━━━━━ MATERIAL FOR THIS TASK
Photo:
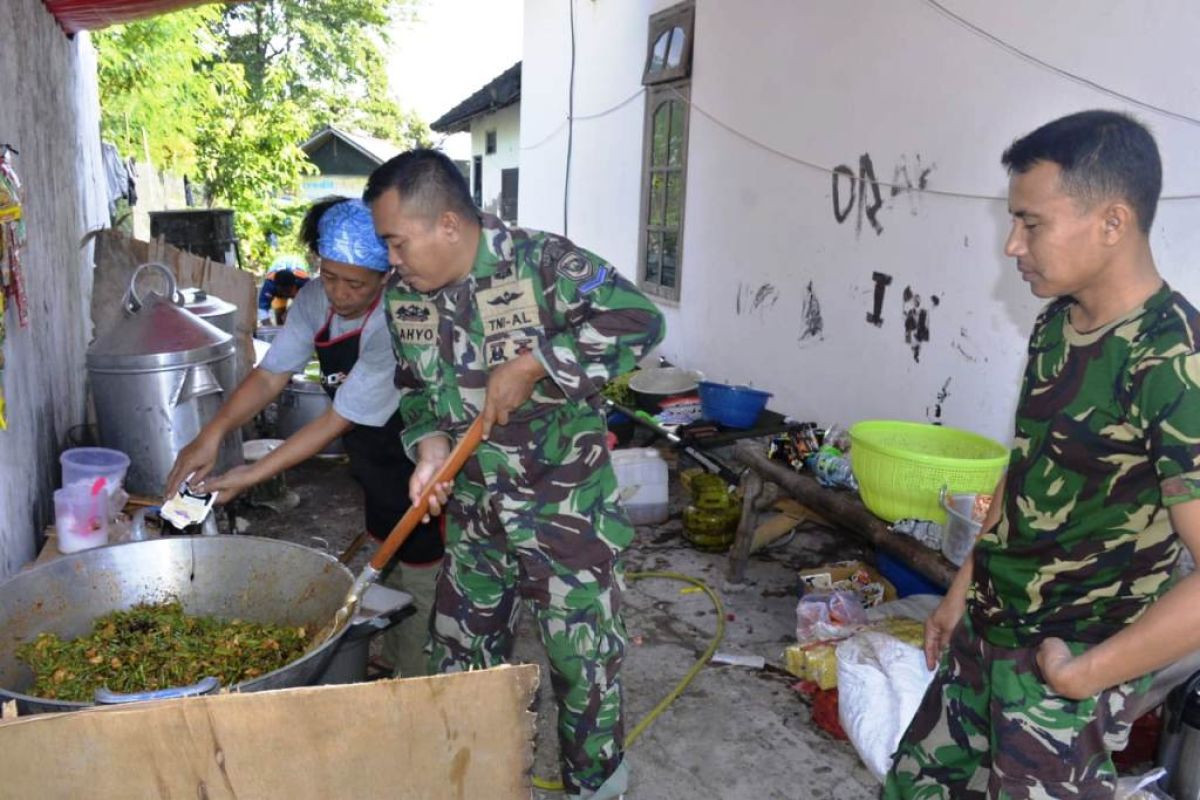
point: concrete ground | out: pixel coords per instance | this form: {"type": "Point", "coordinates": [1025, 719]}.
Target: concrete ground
{"type": "Point", "coordinates": [735, 733]}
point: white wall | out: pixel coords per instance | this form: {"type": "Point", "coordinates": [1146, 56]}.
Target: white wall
{"type": "Point", "coordinates": [827, 82]}
{"type": "Point", "coordinates": [507, 124]}
{"type": "Point", "coordinates": [52, 115]}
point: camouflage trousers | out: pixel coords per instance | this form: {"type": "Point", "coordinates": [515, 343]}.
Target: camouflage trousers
{"type": "Point", "coordinates": [989, 727]}
{"type": "Point", "coordinates": [484, 579]}
{"type": "Point", "coordinates": [403, 644]}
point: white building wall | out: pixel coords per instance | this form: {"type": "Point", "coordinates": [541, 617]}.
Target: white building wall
{"type": "Point", "coordinates": [52, 115]}
{"type": "Point", "coordinates": [507, 124]}
{"type": "Point", "coordinates": [828, 82]}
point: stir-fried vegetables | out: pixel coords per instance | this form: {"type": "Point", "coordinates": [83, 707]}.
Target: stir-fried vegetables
{"type": "Point", "coordinates": [156, 645]}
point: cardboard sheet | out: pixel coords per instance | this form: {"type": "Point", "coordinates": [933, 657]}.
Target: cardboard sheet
{"type": "Point", "coordinates": [457, 737]}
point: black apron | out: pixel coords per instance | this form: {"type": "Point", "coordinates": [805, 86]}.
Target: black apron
{"type": "Point", "coordinates": [377, 457]}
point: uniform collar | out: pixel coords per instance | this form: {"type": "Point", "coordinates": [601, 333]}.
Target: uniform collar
{"type": "Point", "coordinates": [493, 258]}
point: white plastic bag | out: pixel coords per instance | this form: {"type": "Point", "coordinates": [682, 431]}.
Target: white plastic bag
{"type": "Point", "coordinates": [881, 681]}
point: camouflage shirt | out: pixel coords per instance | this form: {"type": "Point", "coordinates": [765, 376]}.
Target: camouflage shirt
{"type": "Point", "coordinates": [528, 292]}
{"type": "Point", "coordinates": [1108, 435]}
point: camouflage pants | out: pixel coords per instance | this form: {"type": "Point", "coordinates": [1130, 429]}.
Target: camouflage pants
{"type": "Point", "coordinates": [989, 727]}
{"type": "Point", "coordinates": [403, 644]}
{"type": "Point", "coordinates": [484, 577]}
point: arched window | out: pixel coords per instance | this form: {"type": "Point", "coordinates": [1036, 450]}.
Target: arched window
{"type": "Point", "coordinates": [665, 150]}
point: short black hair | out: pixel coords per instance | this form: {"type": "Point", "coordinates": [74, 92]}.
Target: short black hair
{"type": "Point", "coordinates": [309, 226]}
{"type": "Point", "coordinates": [285, 278]}
{"type": "Point", "coordinates": [427, 178]}
{"type": "Point", "coordinates": [1102, 155]}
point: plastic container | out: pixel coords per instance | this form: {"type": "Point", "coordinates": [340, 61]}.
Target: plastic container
{"type": "Point", "coordinates": [642, 477]}
{"type": "Point", "coordinates": [81, 517]}
{"type": "Point", "coordinates": [961, 528]}
{"type": "Point", "coordinates": [901, 467]}
{"type": "Point", "coordinates": [906, 579]}
{"type": "Point", "coordinates": [83, 465]}
{"type": "Point", "coordinates": [735, 407]}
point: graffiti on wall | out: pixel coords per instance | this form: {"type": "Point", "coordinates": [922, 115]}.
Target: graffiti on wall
{"type": "Point", "coordinates": [755, 300]}
{"type": "Point", "coordinates": [916, 320]}
{"type": "Point", "coordinates": [861, 193]}
{"type": "Point", "coordinates": [810, 314]}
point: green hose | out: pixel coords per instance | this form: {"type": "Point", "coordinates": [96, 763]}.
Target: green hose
{"type": "Point", "coordinates": [673, 695]}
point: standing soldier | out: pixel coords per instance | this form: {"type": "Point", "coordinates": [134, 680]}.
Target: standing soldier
{"type": "Point", "coordinates": [1055, 627]}
{"type": "Point", "coordinates": [522, 328]}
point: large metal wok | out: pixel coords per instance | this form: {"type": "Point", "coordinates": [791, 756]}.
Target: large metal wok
{"type": "Point", "coordinates": [244, 577]}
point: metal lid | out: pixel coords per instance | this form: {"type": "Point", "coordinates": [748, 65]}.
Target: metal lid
━━━━━━━━━━
__EXERCISE__. Using the data above, repeat exactly the lines that begin at the line with "point: short black" and end at the line with "point: large metal", both ends included.

__OUTPUT OF THE TASK__.
point: short black hair | out: pixel coords per instance | this form: {"type": "Point", "coordinates": [74, 92]}.
Target: short black hair
{"type": "Point", "coordinates": [309, 226]}
{"type": "Point", "coordinates": [285, 278]}
{"type": "Point", "coordinates": [427, 178]}
{"type": "Point", "coordinates": [1102, 155]}
point: plastic container | out: pixel coords per instance | this form: {"type": "Point", "coordinates": [340, 61]}.
Target: plastic container
{"type": "Point", "coordinates": [642, 477]}
{"type": "Point", "coordinates": [81, 517]}
{"type": "Point", "coordinates": [961, 528]}
{"type": "Point", "coordinates": [901, 467]}
{"type": "Point", "coordinates": [906, 579]}
{"type": "Point", "coordinates": [83, 465]}
{"type": "Point", "coordinates": [735, 407]}
point: graffiti on wall | out: pixel coords per instance | this form: {"type": "Point", "coordinates": [922, 115]}.
Target: graffiti on wall
{"type": "Point", "coordinates": [755, 300]}
{"type": "Point", "coordinates": [916, 320]}
{"type": "Point", "coordinates": [861, 193]}
{"type": "Point", "coordinates": [810, 314]}
point: green hose | out: pixel coords per instance | this form: {"type": "Point", "coordinates": [96, 763]}.
Target: green hose
{"type": "Point", "coordinates": [673, 695]}
point: standing soldier | out: pixel coords per instance | this form: {"type": "Point", "coordinates": [134, 680]}.
Target: standing soldier
{"type": "Point", "coordinates": [1055, 627]}
{"type": "Point", "coordinates": [522, 328]}
point: large metal wok | out: pixel coords per instance | this form: {"type": "Point", "coordinates": [791, 756]}.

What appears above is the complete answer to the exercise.